## Short task
Give the lines again exactly, from the one holding "form [47, 6]." to the last line of the listing below, both ends included and nothing added.

## Raw data
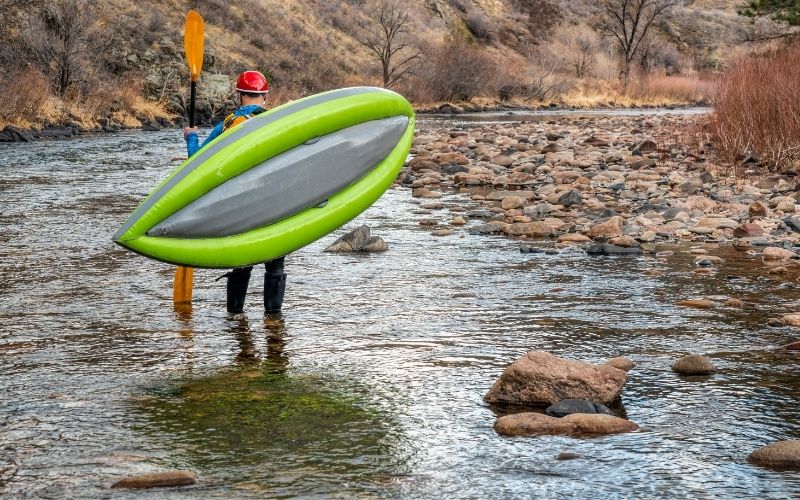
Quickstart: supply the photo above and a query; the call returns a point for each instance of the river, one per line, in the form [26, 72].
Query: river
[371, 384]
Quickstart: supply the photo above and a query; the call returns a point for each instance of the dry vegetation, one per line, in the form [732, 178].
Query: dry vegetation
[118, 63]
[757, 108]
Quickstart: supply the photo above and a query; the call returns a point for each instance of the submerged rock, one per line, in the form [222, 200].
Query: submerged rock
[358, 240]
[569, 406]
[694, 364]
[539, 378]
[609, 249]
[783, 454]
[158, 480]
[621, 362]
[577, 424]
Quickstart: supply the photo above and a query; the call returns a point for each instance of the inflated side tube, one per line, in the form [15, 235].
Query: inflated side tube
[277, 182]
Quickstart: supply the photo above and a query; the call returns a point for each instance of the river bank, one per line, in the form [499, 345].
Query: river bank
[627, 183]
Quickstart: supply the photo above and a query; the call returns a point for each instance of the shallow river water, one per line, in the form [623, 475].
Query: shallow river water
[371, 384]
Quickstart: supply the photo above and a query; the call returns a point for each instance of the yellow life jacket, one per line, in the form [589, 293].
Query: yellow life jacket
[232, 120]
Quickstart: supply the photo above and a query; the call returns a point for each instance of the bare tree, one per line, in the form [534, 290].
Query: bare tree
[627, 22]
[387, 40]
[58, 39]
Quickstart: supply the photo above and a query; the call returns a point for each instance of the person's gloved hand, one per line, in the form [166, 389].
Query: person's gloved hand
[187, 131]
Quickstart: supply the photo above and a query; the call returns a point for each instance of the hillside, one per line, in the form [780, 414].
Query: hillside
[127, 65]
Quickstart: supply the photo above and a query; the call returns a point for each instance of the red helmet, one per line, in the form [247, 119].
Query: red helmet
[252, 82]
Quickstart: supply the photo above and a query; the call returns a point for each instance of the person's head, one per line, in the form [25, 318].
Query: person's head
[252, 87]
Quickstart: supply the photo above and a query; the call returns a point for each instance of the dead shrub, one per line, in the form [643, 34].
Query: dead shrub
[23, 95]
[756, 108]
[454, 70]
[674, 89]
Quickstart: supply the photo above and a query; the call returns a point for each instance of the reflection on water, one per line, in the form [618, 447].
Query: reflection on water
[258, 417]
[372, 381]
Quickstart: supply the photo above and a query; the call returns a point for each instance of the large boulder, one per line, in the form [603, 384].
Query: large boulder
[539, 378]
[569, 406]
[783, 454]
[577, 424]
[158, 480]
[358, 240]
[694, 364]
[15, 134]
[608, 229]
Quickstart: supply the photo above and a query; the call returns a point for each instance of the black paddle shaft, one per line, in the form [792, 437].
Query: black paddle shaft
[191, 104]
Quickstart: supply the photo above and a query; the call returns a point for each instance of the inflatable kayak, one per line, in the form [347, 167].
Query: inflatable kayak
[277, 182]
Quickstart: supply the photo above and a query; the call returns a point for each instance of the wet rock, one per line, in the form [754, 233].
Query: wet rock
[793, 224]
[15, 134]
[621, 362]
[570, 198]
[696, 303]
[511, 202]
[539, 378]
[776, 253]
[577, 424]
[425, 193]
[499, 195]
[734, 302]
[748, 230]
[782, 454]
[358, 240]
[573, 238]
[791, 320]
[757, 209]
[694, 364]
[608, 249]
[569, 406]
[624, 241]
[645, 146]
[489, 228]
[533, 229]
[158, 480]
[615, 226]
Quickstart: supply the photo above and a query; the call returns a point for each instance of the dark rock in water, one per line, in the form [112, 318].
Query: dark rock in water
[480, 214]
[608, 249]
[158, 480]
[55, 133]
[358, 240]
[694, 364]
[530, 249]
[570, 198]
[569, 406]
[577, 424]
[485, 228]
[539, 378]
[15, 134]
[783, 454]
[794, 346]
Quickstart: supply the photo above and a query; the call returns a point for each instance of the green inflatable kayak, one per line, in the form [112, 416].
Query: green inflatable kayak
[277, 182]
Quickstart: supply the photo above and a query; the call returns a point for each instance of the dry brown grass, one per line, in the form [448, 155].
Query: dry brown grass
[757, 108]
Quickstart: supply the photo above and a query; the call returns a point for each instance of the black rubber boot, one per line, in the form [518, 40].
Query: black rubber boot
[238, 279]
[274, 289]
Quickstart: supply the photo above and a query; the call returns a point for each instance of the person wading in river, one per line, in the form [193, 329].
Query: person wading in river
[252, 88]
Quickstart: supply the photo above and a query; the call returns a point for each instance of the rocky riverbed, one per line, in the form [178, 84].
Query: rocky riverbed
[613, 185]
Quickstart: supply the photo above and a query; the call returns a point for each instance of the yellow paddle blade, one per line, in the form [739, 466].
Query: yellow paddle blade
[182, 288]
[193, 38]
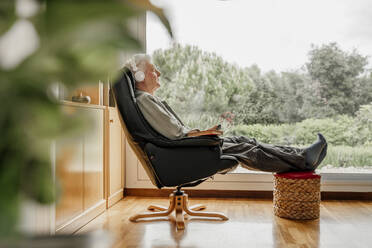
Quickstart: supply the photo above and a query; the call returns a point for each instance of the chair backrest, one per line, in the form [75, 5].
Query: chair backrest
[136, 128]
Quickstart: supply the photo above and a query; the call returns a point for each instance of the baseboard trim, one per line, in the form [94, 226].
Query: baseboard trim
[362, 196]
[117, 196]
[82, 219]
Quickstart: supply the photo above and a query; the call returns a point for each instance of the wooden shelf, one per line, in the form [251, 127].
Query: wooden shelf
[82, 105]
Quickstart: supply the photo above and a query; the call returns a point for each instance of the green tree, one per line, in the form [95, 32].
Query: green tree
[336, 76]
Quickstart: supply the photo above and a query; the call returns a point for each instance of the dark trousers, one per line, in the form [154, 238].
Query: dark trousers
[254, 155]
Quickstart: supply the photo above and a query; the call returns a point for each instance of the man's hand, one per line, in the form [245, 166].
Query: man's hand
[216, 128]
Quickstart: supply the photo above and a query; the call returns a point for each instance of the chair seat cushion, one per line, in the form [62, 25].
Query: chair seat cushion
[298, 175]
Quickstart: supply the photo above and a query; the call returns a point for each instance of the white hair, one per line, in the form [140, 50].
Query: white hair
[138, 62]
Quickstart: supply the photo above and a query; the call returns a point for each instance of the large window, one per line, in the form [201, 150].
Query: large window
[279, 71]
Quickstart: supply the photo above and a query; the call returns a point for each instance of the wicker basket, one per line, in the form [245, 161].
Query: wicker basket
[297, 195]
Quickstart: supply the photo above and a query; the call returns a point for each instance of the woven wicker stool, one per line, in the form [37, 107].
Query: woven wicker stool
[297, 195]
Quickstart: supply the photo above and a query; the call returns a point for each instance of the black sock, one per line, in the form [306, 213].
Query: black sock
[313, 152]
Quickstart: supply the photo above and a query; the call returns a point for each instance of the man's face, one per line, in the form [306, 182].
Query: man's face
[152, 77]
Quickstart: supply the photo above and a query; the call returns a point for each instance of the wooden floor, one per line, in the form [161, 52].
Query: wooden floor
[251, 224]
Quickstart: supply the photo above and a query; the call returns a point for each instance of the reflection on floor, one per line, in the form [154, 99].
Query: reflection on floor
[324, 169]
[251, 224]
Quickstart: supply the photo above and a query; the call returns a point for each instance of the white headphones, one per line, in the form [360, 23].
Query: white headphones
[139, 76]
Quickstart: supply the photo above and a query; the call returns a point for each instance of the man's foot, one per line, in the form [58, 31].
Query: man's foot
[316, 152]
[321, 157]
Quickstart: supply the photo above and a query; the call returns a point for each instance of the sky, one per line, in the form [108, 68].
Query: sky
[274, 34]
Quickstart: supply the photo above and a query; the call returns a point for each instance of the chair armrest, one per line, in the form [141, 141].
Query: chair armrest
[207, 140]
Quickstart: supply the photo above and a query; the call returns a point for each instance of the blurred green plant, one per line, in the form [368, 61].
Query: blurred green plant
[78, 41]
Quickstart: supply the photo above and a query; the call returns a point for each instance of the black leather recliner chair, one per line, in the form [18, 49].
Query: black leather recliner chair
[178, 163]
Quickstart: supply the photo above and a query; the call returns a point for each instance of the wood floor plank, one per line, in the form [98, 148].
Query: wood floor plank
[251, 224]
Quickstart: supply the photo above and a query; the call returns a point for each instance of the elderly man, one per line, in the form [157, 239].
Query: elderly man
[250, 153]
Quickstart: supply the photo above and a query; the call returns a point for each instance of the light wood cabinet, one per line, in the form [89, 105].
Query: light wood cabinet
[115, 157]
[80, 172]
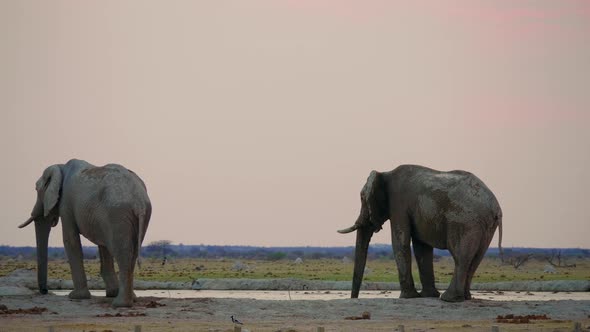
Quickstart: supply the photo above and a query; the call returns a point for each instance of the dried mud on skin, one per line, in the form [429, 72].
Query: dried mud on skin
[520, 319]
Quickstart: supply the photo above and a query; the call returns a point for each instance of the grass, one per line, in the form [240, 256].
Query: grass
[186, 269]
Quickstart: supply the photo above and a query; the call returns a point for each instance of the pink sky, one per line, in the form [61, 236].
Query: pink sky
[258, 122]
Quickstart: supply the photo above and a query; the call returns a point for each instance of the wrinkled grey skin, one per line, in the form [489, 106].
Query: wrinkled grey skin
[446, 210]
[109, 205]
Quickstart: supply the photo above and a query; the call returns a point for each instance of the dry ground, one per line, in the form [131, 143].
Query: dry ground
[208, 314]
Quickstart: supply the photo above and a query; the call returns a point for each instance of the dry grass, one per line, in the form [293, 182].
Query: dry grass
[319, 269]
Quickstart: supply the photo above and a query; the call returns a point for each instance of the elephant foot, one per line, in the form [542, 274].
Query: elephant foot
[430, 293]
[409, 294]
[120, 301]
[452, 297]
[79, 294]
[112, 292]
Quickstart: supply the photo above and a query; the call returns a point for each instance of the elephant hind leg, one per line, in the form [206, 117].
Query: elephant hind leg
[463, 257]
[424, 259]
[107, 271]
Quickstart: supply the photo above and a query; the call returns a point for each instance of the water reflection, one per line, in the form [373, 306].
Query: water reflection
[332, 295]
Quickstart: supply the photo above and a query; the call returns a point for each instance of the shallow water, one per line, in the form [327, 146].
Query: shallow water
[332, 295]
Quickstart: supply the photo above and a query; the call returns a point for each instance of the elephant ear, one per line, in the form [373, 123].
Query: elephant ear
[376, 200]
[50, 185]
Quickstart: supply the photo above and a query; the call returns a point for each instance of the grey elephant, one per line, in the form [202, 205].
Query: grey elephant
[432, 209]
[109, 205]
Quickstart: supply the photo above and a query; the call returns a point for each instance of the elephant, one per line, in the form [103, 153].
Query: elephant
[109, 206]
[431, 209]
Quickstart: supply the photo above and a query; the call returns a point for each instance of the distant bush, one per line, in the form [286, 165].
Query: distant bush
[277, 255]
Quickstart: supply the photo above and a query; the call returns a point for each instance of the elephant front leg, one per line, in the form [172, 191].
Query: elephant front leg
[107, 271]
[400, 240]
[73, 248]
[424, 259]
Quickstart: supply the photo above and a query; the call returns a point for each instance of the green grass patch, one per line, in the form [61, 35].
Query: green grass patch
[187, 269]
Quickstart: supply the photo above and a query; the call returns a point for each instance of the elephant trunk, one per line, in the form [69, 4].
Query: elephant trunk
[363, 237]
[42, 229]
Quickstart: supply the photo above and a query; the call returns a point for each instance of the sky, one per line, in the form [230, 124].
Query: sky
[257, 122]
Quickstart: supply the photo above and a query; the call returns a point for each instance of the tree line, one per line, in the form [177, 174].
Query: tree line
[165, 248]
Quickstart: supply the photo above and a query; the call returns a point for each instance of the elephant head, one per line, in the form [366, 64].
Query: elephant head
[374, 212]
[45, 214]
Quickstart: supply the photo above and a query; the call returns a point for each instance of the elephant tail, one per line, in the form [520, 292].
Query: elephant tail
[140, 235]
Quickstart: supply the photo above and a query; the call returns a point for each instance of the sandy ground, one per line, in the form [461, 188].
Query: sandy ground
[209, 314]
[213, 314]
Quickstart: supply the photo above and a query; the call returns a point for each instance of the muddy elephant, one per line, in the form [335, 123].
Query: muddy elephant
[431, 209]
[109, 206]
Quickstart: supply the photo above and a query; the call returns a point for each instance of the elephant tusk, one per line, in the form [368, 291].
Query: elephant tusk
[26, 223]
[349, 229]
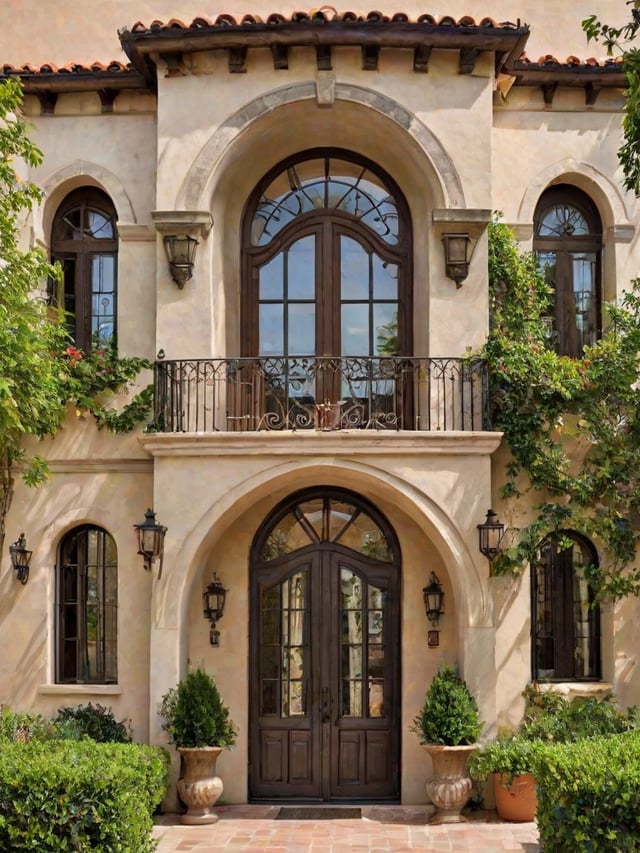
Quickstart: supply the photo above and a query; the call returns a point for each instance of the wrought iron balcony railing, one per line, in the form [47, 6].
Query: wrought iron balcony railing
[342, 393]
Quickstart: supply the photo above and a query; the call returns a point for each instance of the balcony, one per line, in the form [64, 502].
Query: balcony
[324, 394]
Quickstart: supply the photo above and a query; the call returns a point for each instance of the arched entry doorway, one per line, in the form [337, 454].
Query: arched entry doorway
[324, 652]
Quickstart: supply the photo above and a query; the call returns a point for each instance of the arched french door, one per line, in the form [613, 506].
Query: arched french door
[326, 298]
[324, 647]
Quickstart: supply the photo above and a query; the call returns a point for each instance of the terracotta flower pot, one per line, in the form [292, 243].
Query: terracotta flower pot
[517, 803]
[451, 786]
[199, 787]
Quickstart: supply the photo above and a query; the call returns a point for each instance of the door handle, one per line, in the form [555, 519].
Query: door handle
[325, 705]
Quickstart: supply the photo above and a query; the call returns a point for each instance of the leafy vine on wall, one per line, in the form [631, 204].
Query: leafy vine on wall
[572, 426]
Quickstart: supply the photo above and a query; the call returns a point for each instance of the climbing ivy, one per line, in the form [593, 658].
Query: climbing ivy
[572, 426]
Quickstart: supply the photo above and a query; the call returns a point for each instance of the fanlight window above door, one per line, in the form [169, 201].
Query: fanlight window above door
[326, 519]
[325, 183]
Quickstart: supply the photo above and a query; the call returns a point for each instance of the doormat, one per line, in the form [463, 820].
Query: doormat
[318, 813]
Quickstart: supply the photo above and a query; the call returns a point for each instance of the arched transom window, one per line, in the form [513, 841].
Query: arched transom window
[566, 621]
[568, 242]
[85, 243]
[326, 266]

## Worked answer
Quickstart: supply the photo above and a query; the call returns a point for each instance of the wrought iron balcony railing, one per line, in the form [47, 6].
Query: wrought iron balcony railing
[342, 393]
Quickstart: supply the photo above and a query; the call returns a point for each instance of the balcony, one per line, in the form [64, 502].
Query: balcony
[324, 394]
Quickstart: supply the photo above and a query; the call returns a point for each instance of the arched entry doorway, one per line, in the form [337, 454].
Query: arched entry doorway
[324, 652]
Quickstart: supply the photo above and a query; the call returns a point for each instance of the arched french door, one per line, in the form [613, 506].
Query: arched french door
[326, 298]
[324, 647]
Quickstart: supply the photo above and a query; the call returns a point for each instance of the terracotta flower pot, one per line, in the form [292, 243].
Query: terracotta flower pot
[517, 803]
[451, 786]
[199, 787]
Quickstart: supply the photo above and a query; the call returns a point for each instance of the door handle, one per line, in the form [555, 519].
Query: door handle
[325, 705]
Quickstart: supply the photo above and a query; the call returns a point for each instance of the leafy vine on wall, one per line, in the form [631, 204].
Query: leafy vine on wall
[572, 426]
Quickstart: supply the photo above and a query; the call returns a point for each instance of the climbing ivy, one per line, in the form [593, 658].
Query: climbing ivy
[572, 426]
Quickstart: supply the photo above and a query; the call returns a point for each instance of the fanlight window above door, one per line, in the form [169, 201].
Query: fanlight window above door
[326, 519]
[325, 183]
Quickstart: supply the photo above and a query; the call returns a point for each instance of the doormat, one per line, in the form [463, 820].
Query: doormat
[318, 813]
Quickstart: supply the photo above and a query; the call returns a point for each instance of the arched transom window, one per line, in the form [513, 841].
Query: arched transom window
[566, 621]
[568, 242]
[85, 243]
[326, 266]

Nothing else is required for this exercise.